**STATED EXERCISE:**
Return the data below line for line, without changing anything.

--- Begin DATA TO USE ---

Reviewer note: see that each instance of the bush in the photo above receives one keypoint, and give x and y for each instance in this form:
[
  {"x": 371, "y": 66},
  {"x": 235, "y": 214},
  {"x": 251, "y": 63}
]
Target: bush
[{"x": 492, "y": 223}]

--- End DATA TO USE ---

**WRITTEN ANSWER:**
Reviewer note: see that each instance of the bush in the photo above receives one keypoint, and give x and y for each instance in this form:
[
  {"x": 371, "y": 66},
  {"x": 235, "y": 214},
  {"x": 251, "y": 63}
]
Target: bush
[{"x": 492, "y": 223}]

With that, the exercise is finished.